ASSIGNMENT —
Each line of the data that includes "Target" must be copied.

TASK MATERIAL —
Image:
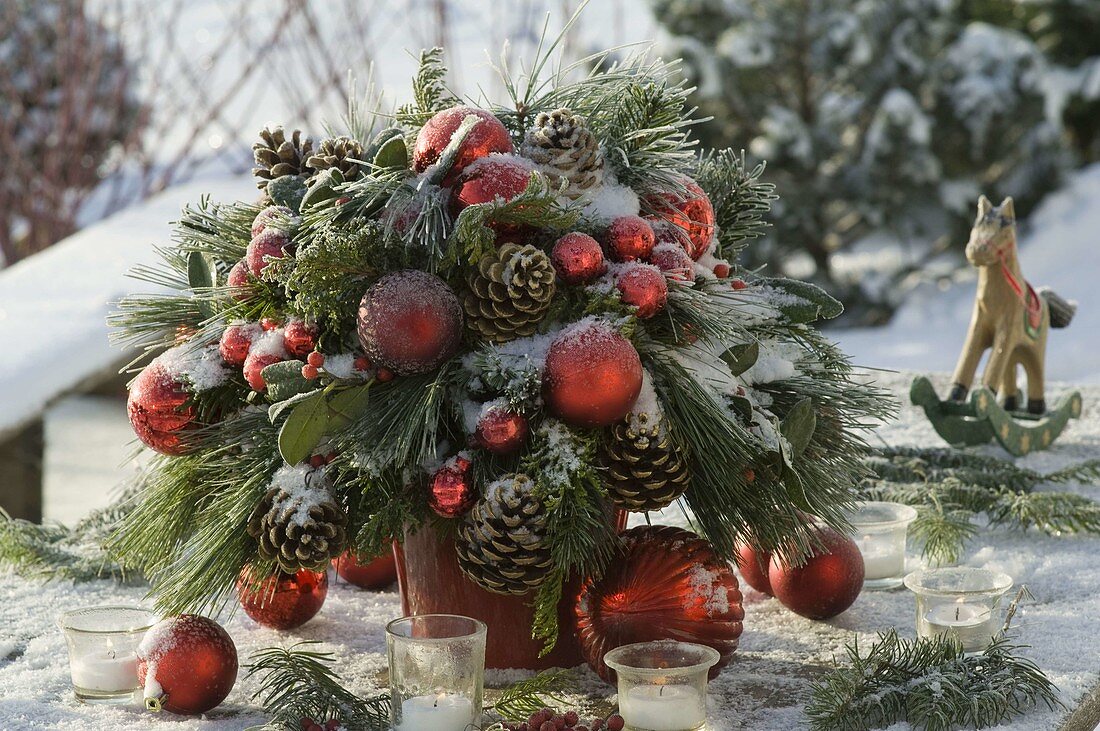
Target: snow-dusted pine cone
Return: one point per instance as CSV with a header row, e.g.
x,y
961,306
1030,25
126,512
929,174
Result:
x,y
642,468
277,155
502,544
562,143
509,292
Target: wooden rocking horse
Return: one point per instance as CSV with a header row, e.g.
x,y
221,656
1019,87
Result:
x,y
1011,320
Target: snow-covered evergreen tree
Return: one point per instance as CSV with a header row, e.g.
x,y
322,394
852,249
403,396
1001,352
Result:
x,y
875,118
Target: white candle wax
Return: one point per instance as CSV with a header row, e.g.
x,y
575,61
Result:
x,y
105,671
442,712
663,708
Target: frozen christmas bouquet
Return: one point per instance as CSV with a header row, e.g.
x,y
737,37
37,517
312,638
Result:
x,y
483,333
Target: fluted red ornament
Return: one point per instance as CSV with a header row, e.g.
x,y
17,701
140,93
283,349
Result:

REPLY —
Target: snow-dusted pine cone
Target: wooden rocking horse
Target: snow-covered evergreen tree
Target: white candle wax
Target: frozen christmas bouquet
Target: fluted red ornament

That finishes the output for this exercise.